> _WHAT YOU WILL DO_
Starting with the line that contains "[mark] the brick column" and going through the end of the listing, rewrite those lines with "concrete driveway" changed to "gravel driveway" and everything else left as it is.

> _PROVIDED RECORDS_
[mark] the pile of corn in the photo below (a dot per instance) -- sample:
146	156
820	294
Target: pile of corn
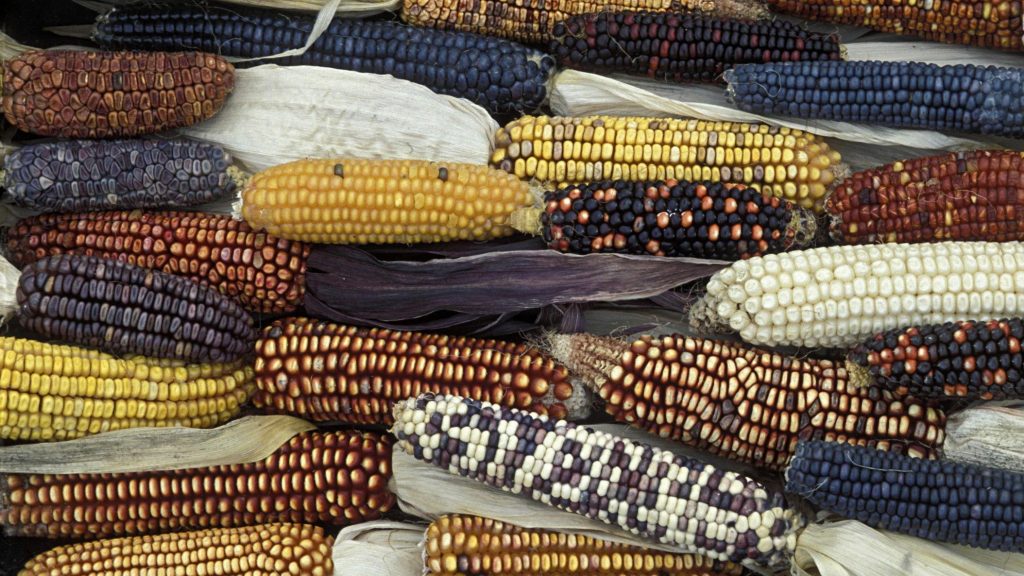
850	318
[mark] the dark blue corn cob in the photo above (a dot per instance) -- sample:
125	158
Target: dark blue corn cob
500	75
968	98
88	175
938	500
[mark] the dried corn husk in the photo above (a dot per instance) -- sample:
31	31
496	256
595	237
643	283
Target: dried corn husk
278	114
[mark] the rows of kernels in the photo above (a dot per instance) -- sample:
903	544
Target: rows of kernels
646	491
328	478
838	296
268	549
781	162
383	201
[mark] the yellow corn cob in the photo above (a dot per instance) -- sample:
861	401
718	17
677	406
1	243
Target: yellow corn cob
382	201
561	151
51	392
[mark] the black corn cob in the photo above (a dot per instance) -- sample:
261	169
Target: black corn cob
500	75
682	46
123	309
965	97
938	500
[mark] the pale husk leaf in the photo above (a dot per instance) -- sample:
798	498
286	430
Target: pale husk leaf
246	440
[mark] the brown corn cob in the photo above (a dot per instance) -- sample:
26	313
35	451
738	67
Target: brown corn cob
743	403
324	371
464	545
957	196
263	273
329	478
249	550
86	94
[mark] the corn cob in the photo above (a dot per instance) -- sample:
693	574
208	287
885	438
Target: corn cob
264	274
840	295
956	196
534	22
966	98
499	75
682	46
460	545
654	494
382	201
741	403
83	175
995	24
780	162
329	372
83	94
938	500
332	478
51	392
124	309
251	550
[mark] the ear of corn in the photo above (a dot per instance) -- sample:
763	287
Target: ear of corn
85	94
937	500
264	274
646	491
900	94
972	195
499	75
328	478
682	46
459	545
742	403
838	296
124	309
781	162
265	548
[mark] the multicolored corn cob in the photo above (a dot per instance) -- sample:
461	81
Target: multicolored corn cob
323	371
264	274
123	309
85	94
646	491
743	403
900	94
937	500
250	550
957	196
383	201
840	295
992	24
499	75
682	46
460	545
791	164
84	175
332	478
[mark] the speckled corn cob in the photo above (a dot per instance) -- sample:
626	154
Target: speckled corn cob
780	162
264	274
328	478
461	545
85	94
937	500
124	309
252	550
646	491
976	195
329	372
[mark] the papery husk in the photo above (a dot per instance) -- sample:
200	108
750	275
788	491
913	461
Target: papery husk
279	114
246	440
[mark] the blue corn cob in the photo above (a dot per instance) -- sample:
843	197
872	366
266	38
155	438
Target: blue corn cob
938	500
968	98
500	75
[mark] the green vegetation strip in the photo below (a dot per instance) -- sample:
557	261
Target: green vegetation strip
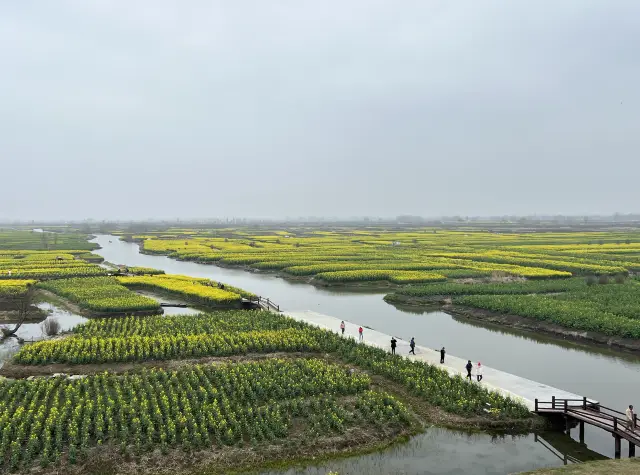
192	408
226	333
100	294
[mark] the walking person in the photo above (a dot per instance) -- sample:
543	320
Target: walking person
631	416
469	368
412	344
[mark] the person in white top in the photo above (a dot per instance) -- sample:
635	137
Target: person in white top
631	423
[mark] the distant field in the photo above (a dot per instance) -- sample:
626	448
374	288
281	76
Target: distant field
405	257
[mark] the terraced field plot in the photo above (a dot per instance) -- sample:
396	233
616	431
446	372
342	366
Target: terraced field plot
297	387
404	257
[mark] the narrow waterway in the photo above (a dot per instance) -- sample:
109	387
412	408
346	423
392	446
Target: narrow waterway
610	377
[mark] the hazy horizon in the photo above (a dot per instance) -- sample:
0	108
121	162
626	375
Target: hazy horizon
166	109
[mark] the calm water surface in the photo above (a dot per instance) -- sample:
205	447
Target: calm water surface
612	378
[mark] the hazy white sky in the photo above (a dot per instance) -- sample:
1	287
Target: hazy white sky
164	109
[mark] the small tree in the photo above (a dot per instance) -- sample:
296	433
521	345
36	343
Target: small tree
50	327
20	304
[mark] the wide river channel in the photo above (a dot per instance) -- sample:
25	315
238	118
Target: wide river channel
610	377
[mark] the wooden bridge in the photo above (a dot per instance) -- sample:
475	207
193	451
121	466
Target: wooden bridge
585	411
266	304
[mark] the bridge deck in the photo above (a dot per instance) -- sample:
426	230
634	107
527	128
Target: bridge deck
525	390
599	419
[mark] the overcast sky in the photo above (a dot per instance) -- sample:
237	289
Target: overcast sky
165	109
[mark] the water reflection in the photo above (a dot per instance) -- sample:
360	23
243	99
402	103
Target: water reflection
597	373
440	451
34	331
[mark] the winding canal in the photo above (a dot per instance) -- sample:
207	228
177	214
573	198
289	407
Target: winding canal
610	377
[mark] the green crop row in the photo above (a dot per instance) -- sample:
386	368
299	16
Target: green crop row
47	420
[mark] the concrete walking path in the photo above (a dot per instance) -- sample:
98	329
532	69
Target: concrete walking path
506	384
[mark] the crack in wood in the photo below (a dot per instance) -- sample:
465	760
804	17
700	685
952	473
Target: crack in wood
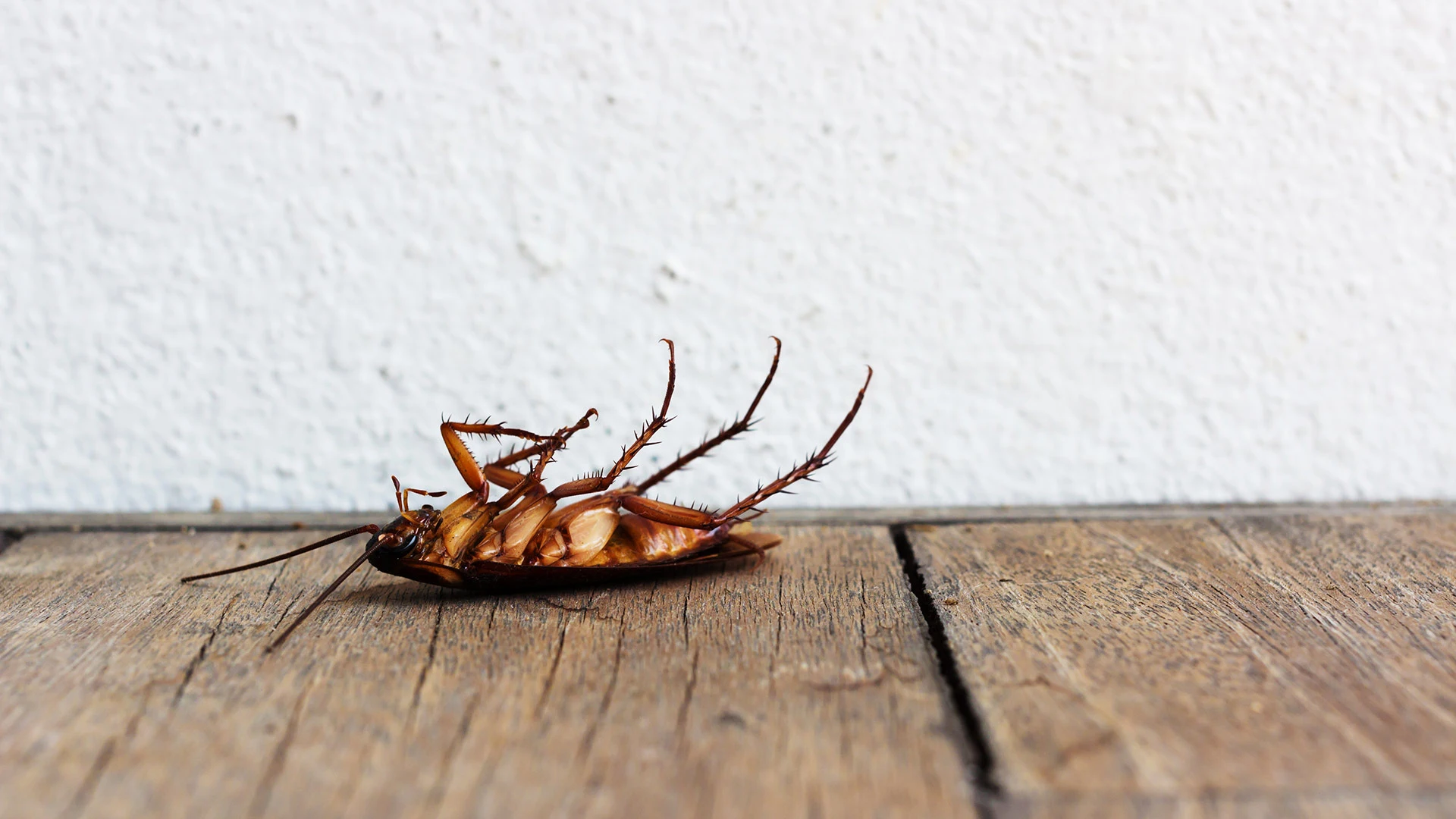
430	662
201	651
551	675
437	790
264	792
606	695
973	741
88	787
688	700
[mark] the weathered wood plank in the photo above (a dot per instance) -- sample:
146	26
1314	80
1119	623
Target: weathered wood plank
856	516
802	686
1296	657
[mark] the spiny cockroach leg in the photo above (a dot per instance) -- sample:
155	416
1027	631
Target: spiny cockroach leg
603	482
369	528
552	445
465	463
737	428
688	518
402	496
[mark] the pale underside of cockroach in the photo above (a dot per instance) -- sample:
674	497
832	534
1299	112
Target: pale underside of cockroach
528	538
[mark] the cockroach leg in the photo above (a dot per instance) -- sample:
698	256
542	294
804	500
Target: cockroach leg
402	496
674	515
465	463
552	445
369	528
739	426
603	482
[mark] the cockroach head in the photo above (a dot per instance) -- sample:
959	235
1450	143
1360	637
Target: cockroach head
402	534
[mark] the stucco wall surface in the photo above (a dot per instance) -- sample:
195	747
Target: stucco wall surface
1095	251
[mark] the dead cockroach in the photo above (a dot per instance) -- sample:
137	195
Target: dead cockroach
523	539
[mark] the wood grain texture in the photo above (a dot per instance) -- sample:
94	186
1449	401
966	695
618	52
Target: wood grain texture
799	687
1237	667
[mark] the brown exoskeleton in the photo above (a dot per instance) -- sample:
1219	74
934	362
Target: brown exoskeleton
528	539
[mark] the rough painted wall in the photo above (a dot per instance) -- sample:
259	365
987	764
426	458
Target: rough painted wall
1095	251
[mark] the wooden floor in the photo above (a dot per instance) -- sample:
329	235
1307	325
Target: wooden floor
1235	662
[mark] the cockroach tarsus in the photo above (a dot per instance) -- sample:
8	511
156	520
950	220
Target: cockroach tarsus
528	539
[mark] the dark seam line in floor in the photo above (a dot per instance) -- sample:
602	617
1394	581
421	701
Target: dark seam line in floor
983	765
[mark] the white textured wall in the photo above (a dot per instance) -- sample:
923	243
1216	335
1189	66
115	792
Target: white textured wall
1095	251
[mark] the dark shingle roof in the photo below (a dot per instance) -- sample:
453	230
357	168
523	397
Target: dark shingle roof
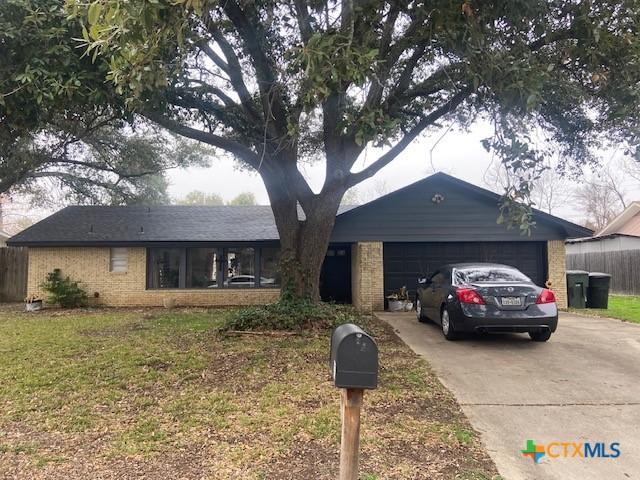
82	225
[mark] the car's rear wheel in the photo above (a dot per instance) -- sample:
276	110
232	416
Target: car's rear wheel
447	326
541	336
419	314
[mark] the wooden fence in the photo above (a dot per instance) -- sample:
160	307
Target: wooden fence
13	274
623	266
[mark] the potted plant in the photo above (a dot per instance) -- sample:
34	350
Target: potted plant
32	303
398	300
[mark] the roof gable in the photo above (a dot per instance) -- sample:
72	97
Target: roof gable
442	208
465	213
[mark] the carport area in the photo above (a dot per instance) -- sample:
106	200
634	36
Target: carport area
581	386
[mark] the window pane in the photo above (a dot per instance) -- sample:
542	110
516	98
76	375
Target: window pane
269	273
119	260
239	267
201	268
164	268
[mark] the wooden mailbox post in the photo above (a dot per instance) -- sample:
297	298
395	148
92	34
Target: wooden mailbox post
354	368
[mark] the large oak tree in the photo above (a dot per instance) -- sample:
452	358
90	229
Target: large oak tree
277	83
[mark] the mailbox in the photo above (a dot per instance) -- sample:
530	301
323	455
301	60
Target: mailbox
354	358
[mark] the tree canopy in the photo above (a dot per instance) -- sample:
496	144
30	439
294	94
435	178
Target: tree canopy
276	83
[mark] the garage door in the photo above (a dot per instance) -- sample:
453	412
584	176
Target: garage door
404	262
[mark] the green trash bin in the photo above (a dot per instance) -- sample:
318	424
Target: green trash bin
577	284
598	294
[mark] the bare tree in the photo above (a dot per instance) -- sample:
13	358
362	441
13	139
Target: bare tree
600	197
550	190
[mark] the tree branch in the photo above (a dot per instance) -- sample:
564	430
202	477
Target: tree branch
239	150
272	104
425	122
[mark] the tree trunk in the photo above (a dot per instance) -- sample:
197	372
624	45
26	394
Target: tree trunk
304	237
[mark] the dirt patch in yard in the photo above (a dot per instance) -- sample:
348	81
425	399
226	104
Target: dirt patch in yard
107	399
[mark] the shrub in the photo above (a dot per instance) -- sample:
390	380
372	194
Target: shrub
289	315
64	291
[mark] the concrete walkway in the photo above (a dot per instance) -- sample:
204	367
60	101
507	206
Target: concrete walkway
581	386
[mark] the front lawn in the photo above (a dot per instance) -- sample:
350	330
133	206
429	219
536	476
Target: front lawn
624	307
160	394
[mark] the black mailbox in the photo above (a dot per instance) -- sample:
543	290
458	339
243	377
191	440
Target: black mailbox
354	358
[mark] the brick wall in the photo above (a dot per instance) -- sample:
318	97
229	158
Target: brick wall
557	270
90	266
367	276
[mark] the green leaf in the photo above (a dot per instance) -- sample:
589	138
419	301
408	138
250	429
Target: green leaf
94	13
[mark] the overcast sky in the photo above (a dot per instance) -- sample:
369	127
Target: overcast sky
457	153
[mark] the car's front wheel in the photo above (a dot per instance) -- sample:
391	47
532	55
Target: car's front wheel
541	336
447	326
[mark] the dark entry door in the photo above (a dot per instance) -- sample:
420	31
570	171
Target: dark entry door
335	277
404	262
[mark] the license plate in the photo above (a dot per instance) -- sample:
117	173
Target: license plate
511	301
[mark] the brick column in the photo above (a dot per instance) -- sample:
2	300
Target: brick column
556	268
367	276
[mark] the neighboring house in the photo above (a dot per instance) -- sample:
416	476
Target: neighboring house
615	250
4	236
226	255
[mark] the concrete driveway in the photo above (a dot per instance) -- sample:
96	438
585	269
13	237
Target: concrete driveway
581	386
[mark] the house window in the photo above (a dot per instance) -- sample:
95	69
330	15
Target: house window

> _ANSWER TO THIS EXERCISE_
[mark] the brick column in the photo above (a dot per instance) -- sample:
2	300
Target: brick column
556	268
367	276
[mark] the neighboring house in the photo above (a dot per instance) -- sample:
416	476
Target: neighboring house
615	250
4	236
226	255
[mark] the gravel driveway in the photo above (a dot per instance) -- sample:
96	438
585	269
13	237
Target: gravel driveway
581	386
[mark] the house window in the photo above (a dot per instance) -- sample:
95	69
330	15
Target: house window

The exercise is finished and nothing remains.